◆ TÂCHES:
(a) D'après le passage sur la sprinteuse, en quel temps a-t-elle couru le 100 m au meeting de Mirama Invitational en 2021 ?
(b) Résumez le passage sur la sprinteuse en deux phrases.
(c) Reprenez le passage sur la sprinteuse à la suite de sa dernière phrase.

◆ PASSAGE FOURNI:

- - - - - - -

Seul lieu où elle oublie sa tristesse, la piste d'athlétisme l'accueille depuis qu'elle a voulu imiter sa tante, dont les médailles de jeunesse traînent à la maison. "C'était la plus petite, mais d'entrée la plus rapide. Elle voulait toujours être devant, prouver sa valeur, elle travaillait dur, menait toutes les séries d'entraînement", a indiqué en mai à l'AFP son entraîneure au lycée Lauren Cross, devenue sa marraine. "Elle était déjà très sérieuse, concentrée. Elle travaillait d'autant plus dur qu'elle détestait perdre."
Ses prouesses mènent la jeune femme à l'Université de Louisiane, puis en 2019 au groupe professionnel de l'ex-sprinter sulfureux Dennis Mitchell, impliqué dans plusieurs affaires de dopage, en Floride. En 2021, au meeting de Mirama Invitational, elle égale la 9e performance mondiale de l'histoire sur le 100 m femmes avec le temps de 10 s 72 et devient la 6e performeuse mondiale de l'histoire.

- - - - - - -

(Entrées d'identification de lieux)
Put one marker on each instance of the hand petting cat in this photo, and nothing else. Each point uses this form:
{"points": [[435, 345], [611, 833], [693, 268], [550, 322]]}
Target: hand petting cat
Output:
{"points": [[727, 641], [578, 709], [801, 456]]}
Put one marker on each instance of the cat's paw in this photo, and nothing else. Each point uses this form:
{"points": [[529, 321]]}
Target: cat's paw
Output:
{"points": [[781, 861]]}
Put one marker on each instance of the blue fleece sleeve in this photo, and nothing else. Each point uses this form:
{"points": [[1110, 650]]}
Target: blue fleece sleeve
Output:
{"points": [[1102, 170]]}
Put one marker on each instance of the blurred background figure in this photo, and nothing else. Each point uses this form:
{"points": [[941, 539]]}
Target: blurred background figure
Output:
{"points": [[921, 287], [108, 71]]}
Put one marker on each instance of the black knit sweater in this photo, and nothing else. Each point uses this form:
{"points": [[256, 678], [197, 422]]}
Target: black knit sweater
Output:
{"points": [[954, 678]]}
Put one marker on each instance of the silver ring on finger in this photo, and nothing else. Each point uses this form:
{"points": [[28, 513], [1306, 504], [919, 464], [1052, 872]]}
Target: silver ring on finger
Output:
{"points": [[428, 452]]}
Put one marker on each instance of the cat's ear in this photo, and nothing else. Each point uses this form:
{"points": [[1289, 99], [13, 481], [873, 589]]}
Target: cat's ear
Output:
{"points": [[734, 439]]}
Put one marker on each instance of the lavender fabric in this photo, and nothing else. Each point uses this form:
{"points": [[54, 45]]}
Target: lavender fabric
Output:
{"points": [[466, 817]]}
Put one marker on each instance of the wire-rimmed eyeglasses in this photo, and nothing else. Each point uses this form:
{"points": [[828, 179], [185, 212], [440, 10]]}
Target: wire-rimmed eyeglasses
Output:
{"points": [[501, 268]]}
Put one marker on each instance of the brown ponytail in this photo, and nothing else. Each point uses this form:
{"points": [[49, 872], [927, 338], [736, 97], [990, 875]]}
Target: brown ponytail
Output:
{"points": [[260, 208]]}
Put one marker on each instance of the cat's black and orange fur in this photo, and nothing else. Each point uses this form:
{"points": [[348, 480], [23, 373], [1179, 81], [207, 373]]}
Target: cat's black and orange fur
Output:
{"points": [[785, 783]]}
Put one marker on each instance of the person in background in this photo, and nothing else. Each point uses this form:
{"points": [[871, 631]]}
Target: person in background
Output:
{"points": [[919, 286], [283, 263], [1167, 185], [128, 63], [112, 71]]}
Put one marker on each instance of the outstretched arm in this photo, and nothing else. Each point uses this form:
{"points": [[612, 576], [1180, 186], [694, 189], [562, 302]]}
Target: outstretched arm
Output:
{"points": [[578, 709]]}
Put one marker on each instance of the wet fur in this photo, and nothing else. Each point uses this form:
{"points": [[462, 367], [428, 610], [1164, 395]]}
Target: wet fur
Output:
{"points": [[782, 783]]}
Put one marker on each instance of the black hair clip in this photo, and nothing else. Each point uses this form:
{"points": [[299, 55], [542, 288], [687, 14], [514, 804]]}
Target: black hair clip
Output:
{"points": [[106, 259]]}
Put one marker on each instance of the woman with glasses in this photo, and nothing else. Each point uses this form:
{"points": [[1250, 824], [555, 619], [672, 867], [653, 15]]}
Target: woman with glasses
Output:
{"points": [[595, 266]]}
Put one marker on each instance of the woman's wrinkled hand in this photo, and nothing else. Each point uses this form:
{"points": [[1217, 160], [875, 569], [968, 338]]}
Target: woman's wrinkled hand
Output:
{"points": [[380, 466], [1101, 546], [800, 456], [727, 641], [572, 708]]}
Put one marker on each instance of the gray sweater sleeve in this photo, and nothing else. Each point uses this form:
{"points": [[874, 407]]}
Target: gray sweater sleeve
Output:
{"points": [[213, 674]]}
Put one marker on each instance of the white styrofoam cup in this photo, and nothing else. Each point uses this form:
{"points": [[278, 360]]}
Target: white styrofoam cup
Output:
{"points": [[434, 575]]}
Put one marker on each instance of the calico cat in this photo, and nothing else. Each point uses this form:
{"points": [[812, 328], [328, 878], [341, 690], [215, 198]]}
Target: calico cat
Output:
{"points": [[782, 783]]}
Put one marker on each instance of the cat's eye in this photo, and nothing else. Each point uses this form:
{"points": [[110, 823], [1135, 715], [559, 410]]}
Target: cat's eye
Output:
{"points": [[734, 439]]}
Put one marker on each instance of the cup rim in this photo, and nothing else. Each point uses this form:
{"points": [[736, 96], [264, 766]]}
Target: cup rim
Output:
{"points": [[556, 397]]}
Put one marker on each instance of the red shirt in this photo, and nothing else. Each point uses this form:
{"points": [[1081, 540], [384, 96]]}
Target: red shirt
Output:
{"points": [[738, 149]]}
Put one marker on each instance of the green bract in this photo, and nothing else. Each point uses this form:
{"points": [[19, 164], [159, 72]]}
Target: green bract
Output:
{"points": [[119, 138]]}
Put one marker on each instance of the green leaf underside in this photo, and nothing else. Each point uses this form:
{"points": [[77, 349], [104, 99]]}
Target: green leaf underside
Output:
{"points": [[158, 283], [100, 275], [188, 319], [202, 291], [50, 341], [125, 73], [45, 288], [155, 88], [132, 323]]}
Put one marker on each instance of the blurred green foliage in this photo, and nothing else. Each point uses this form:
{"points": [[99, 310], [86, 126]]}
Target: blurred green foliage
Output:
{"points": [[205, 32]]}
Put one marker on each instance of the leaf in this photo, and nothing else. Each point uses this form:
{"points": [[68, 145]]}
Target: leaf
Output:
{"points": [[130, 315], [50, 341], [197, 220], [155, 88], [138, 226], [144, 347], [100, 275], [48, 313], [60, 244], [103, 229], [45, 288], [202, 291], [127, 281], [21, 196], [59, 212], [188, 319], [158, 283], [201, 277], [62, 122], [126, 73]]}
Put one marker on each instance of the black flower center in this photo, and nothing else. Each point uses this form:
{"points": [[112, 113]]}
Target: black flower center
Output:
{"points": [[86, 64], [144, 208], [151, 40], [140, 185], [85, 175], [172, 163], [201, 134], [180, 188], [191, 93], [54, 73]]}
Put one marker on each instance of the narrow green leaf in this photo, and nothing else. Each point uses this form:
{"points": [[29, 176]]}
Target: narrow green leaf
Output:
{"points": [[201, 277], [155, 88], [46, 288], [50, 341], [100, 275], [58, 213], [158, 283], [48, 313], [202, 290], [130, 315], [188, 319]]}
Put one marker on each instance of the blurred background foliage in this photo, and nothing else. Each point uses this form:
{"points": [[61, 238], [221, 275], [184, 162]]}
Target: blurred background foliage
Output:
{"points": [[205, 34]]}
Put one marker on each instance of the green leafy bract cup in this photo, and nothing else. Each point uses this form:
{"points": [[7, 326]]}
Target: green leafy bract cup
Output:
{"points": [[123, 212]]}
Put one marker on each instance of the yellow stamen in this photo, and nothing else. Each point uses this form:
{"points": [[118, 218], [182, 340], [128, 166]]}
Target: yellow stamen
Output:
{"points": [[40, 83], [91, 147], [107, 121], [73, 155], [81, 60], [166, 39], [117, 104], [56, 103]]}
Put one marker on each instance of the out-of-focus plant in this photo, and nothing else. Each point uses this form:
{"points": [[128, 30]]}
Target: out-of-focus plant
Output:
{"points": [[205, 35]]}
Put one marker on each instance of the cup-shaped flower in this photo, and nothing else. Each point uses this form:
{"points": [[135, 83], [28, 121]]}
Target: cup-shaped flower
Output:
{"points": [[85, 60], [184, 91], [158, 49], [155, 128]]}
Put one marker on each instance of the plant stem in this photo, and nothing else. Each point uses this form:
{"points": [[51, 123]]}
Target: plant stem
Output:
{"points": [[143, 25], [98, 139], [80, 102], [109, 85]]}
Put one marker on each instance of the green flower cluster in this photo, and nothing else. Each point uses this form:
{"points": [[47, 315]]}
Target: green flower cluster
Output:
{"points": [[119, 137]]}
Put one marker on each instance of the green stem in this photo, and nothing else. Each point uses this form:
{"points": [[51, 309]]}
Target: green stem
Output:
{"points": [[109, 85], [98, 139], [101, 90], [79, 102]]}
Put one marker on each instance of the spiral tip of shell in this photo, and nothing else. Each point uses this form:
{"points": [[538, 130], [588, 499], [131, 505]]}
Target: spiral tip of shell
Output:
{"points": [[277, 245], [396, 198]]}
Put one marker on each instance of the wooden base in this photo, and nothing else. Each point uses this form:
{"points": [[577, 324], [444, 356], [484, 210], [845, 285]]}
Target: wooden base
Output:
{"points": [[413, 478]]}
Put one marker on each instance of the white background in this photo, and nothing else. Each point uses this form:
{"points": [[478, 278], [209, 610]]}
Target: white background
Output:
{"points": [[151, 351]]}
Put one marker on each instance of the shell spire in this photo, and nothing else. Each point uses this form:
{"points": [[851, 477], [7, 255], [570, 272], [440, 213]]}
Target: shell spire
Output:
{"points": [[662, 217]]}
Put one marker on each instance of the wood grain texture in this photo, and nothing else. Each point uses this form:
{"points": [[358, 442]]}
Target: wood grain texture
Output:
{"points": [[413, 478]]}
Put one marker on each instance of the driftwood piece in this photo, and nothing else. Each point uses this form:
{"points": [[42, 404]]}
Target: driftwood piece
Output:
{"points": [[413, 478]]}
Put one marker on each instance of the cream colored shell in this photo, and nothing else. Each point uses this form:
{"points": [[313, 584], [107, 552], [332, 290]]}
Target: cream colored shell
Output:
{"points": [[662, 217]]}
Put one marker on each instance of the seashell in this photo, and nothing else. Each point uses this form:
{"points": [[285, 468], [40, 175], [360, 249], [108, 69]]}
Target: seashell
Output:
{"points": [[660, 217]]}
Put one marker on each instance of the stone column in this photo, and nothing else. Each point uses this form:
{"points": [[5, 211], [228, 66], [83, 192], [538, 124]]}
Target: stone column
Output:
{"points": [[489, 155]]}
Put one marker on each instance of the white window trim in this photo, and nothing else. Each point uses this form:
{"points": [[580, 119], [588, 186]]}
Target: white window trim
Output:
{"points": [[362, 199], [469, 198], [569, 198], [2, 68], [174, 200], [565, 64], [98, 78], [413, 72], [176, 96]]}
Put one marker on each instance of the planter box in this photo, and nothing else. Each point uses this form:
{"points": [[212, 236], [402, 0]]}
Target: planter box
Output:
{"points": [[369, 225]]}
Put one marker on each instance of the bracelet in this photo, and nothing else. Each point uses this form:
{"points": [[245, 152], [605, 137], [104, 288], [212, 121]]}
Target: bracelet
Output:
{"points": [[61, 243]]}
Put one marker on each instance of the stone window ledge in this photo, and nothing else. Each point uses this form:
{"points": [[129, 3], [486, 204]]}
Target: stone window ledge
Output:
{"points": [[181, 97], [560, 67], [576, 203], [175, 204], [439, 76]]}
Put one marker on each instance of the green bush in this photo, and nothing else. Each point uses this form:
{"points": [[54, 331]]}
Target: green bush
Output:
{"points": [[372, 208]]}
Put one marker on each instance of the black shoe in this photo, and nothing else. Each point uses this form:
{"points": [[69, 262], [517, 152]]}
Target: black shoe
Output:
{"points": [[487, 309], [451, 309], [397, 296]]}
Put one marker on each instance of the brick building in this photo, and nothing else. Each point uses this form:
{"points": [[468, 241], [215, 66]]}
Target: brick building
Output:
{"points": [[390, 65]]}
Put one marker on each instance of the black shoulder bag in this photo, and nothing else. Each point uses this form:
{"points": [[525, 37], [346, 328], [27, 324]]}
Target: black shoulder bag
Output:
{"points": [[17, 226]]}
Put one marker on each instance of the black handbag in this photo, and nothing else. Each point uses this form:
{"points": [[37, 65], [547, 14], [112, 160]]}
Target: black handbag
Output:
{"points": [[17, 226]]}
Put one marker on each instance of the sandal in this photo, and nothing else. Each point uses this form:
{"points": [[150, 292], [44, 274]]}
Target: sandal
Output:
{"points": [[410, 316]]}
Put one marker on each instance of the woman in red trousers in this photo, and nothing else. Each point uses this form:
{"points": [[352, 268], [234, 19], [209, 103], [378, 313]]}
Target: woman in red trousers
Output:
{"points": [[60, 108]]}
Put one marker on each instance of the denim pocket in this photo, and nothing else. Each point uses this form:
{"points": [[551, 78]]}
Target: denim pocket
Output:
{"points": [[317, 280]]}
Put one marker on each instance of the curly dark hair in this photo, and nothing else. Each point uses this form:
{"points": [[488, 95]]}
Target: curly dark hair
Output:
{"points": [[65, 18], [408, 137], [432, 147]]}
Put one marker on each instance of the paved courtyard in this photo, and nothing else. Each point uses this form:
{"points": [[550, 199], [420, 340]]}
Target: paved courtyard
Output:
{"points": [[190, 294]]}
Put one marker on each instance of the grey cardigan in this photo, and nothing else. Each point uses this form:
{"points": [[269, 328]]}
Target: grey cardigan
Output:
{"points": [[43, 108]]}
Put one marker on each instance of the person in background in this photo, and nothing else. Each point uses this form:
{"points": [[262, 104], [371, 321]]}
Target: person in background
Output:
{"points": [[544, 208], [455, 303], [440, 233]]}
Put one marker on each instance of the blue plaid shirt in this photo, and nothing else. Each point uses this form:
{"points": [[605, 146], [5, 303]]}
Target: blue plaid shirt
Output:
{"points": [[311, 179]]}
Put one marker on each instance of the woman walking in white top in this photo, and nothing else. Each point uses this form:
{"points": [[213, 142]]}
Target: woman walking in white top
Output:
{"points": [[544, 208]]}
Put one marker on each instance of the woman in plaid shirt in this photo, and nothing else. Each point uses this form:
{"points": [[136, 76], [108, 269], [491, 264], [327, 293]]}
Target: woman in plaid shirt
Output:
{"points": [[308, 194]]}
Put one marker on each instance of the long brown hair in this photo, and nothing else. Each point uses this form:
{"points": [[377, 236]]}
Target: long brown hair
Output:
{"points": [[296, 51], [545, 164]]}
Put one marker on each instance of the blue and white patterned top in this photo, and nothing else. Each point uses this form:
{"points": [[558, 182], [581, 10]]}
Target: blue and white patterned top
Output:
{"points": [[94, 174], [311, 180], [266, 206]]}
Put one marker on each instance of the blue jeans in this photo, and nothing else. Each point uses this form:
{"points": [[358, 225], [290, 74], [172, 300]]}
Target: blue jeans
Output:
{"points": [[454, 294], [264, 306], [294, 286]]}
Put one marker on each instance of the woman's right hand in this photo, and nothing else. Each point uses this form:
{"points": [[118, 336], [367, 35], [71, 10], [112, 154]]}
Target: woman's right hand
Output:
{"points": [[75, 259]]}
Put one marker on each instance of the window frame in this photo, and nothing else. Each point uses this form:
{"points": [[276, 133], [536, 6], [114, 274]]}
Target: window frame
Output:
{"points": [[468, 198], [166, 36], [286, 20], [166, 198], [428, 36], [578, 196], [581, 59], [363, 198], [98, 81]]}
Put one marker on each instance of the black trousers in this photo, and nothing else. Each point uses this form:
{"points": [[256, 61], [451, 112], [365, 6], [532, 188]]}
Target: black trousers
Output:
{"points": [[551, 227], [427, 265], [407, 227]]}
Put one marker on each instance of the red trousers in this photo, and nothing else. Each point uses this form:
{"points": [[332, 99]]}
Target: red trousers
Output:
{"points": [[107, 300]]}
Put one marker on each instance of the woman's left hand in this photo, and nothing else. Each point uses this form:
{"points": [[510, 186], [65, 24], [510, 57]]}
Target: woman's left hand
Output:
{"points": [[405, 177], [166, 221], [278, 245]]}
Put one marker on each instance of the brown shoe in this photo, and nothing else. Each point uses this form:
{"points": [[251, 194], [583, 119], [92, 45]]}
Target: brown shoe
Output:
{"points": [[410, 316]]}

- - - - - - -

◆ RÉSULTATS:
(a) 10 s 72.

(b) La jeune femme pratique l'athlétisme depuis qu'elle a voulu imiter sa tante, et son entraîneure au lycée, Lauren Cross, la décrit comme rapide, sérieuse et détestant perdre. Ses performances la conduisent à l'Université de Louisiane puis, en 2019, au groupe de Dennis Mitchell en Floride, et en 2021 elle égale la 9e performance mondiale de l'histoire sur le 100 m en 10 s 72.

(c)
"Je suis à la fois mature et immature"
Mais son contrôle positif freine pendant un temps ses ambitions. L'Américaine, qui touche alors le fond sportivement, apprend à s'ouvrir sur ses tourments personnels : "Depuis ma suspension, les gens voient mon côté humain, ma chair à vif", dit-elle. "Je suis à la fois mature et immature. Parfois je suis de bonne humeur, parfois je suis toxique", écrit encore sur les réseaux sociaux celle qui estime que son "plus grand obstacle" est de "rester stable". "Parfois je flanche parce que je n'arrive pas à gérer tout ce qui m'arrive."
Déterminée, elle arrive à remonter la pente et revient à son meilleur niveau. En 2023, elle explose la concurrence lors des Mondiaux de Budapest et devient championne du monde du 100 m en 10 s 65, devant les Jamaïcaines Shericka Jackson et Shelly-Ann Fraser Pryce, un chrono qui lui permet de devenir la 5e performeuse de tous les temps.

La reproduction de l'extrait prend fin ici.